■ **YOUR INSTRUCTIONS**
Could you copy, word for word, the stretch from "Initially, the court" through "truthfulness. Iqbal, 556 U.S. at 679." in the court opinion excerpt below?

The Supreme Court set forth in Twombly, and further defined in Iqbal, a two-part test to determine whether to grant or deny a motion to dismiss. See Ashcroft v. Iqbal, 556 U.S. 662, 679 (2009); Bell Atlantic Corp. v. Twombly, 550 U.S. 544, 555 (2007). The United States Court of Appeals for the Third Circuit has noted that these cases signify the progression from liberal pleading requirements to more "exacting scrutiny" of the complaint. Wilson v. City of Philadelphia, 415 Fed. Appx. 434, 436 (3d Cir. 2011).

Initially, the court must ascertain whether the complaint is supported by well-pleaded factual allegations. Iqbal, 556 U.S. at 679. "Threadbare recitals of the elements of a cause of action, supported by mere conclusory statements, do not suffice." Twombly, 550 U.S. at 555. Conclusions of law can serve as the foundation of a complaint, but to survive dismissal they must be supported by factual allegations. Iqbal, 556 U.S. at 679. These factual allegations must be explicated sufficiently to provide a defendant the type of notice that is contemplated by Rule 8. See Fed. R. Civ. P. 8(a)(2) (requiring a short and plain statement of the claim showing that the pleader is entitled to relief); see also Phillips v. County of Allegheny, 515 F.3d 224, 233 (3d Cir. 2008). Where there are well-pleaded facts, courts must assume their truthfulness. Iqbal, 556 U.S. at 679.

Upon a finding of a well-pleaded complaint, the court must then determine whether these allegations "plausibly" give rise to an entitlement to relief. Id. at 679. This is a "context specific task that requires the reviewing court to draw on its judicial experience and common sense." Id. Plausibility compels the pleadings to contain enough factual content to allow a court to make "a reasonable inference that the defendant is liable for the misconduct alleged." Id. (citing Twombly, 550 U.S. 544 at 570). This is not a probability requirement; rather plausibility necessitates "more than a sheer possibility that a defendant has acted unlawfully." Iqbal, 556 U.S. at 678. "Where a complaint pleads facts that are 'merely consistent with' a defendant's liability, it 'stops short of the line between possibility and plausibility.'" Id. (quoting Twombly, 550 U.S. at 557). In other words, a complaint must not only allege entitlement to relief, but must demonstrate such entitlement with sufficient facts to nudge the claim "across the line from conceivable to plausible." Id. at 683; see also Holmes v. Gates, 403 Fed. App'x 670, 673 (3d Cir. 2010).

III. DISCUSSION

A. The Eleventh Amendment and Actions Under § 1983 Against Defendants' Acting in Their Official Capacities

In the Complaint, Plaintiff asserts "each defendant is sued individually and in his or her official capacity." (Compl. ¶ 10.) However, the Eleventh Amendment bars actions brought under § 1983 against state officials acting in their official capacity. Will v. Mich. Dept. of State Police, 491 U.S. 58, 71 (1989). This prohibition derives from the fact that a suit against an official acting within their official capacity is essentially a legal action against the state, and the state is not a "person" falling within the purview of § 1983. Id. (citing Brandon v. Holt, 469 U.S. 464, 471 (1985)); see also Melo v. Hafer, 912 F.2d 628, 635 (3d Cir. 1990). For this reason, Plaintiff's suit regarding Defendants' actions taken in their official capacity is dismissed. Plaintiff's claims against Defendants in their "individual" or "personal" capacities are permitted by § 1983 and remain. We proceed to examine these claims.

[Dataset items]
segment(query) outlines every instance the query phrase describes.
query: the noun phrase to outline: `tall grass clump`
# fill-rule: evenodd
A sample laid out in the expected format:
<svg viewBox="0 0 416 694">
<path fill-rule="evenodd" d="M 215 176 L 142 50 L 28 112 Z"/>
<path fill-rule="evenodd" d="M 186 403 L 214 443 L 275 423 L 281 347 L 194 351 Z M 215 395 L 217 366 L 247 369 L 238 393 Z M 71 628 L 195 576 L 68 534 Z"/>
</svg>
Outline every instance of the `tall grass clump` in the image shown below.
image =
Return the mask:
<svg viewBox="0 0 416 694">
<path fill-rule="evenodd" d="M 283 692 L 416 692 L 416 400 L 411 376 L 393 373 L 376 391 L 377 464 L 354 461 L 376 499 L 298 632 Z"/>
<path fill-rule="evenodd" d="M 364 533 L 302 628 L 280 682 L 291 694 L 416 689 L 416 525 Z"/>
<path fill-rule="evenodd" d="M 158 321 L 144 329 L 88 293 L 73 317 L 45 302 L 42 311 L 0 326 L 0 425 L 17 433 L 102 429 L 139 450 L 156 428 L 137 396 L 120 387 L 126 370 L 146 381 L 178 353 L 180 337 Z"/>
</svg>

■ **ANSWER**
Initially, the court must ascertain whether the complaint is supported by well-pleaded factual allegations. Iqbal, 556 U.S. at 679. "Threadbare recitals of the elements of a cause of action, supported by mere conclusory statements, do not suffice." Twombly, 550 U.S. at 555. Conclusions of law can serve as the foundation of a complaint, but to survive dismissal they must be supported by factual allegations. Iqbal, 556 U.S. at 679. These factual allegations must be explicated sufficiently to provide a defendant the type of notice that is contemplated by Rule 8. See Fed. R. Civ. P. 8(a)(2) (requiring a short and plain statement of the claim showing that the pleader is entitled to relief); see also Phillips v. County of Allegheny, 515 F.3d 224, 233 (3d Cir. 2008). Where there are well-pleaded facts, courts must assume their truthfulness. Iqbal, 556 U.S. at 679.